* TEXT PROVIDED

──────

Discover more from Process by Wesley Verhoeve
Process 107 ☼ Finding My Purpose
Discovering the Through Line: A Visual Creative's Journey of Unveiling Purpose
In this week's letter, we get personal as I share the story of discovering my purpose and the journey to find my through line. What is a through line? Keep reading.
Also included are a smattering of recent street pictures taken in Amsterdam with my Hasselblad 500cm. They’re all examples of moments when I noticed someone fascinating during my city walks and documented the moment to share with you.
Big Shout out to my friends at Squarespace for helping make this issue possible.
I’m accepting applications for my photo assistant internship. More here.
I am opening up my September calendar for a few mentor sessions. These can happen via Zoom or in person. Learn more here. Below is a snap from my session with photographer Jop Verheijen who had this to say about the experience:
“During the mentorship session Wesley helped me to clarify my goals and give me the direction I needed to proceed with my project. Wesley’s knowledge and his creative choices opened up possibilities I hadn’t thought about before. The session was effective because of the process Wesley follows and super fun since you can learn from him in a hands-on way.”
Discovering My Through Line
Life is a fascinating journey, a series of seemingly unrelated chapters that we often piece together only in hindsight. We navigate various roles and careers, sometimes wandering aimlessly, wondering if there's a hidden thread that ties it all together. As a photographer who has previously worked in the music business and ran a men’s accessories and home goods line, I've come to realize that what felt like a scattered journey was, in fact, a beautifully interwoven through line defined by my purpose.
In the heart of New York City's vibrant music scene, I found myself immersed in the world of record production and artist management. I worked at major labels, wrote songs that ended up in tv shows, promoted hundreds of concerts, and eventually ran my own independent record label. Those days, I was consumed by the rhythm and melodies of the artists I worked with. Music was our canvas, and every song was a story waiting to be told through production, art, videos, and more. It was a thrilling time, especially the fan response which even included some lyrics tattoos.

──────

* PROVIDED RECORDS
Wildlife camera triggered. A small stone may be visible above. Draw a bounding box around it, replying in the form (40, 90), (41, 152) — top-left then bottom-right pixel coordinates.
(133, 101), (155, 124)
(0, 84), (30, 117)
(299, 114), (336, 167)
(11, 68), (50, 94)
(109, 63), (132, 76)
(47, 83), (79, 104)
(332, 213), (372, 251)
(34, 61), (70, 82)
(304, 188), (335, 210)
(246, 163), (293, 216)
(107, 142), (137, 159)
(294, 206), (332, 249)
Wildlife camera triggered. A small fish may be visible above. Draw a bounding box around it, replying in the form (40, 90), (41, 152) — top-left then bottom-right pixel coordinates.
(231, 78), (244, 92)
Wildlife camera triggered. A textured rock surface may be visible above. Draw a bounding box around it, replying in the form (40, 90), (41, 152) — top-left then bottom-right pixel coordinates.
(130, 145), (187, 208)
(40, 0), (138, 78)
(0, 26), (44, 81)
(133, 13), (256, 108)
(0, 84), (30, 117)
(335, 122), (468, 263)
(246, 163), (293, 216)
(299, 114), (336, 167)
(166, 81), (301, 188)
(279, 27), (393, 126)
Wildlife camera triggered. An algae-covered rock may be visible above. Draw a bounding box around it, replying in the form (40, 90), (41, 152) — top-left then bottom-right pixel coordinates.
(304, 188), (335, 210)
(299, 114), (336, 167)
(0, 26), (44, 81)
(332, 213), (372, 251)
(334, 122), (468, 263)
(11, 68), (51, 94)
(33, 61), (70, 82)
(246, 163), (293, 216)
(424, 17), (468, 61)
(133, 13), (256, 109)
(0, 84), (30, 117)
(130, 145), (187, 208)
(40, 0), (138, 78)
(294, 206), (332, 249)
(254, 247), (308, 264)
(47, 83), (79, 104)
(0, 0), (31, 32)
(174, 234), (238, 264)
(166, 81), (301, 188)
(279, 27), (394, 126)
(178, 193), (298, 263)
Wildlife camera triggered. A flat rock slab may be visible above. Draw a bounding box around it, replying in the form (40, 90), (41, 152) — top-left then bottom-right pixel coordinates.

──────

* PROBLEM SET
1. According to the Process 107 letter, which camera was used to take the recent street pictures in Amsterdam?
2. Reproduce word for word everything in the Process 107 letter from "Discover more from" down to "line? Keep reading.".

* TASK RESPONSES
1. A Hasselblad 500cm.

2.
Discover more from Process by Wesley Verhoeve
Process 107 ☼ Finding My Purpose
Discovering the Through Line: A Visual Creative's Journey of Unveiling Purpose
In this week's letter, we get personal as I share the story of discovering my purpose and the journey to find my through line. What is a through line? Keep reading.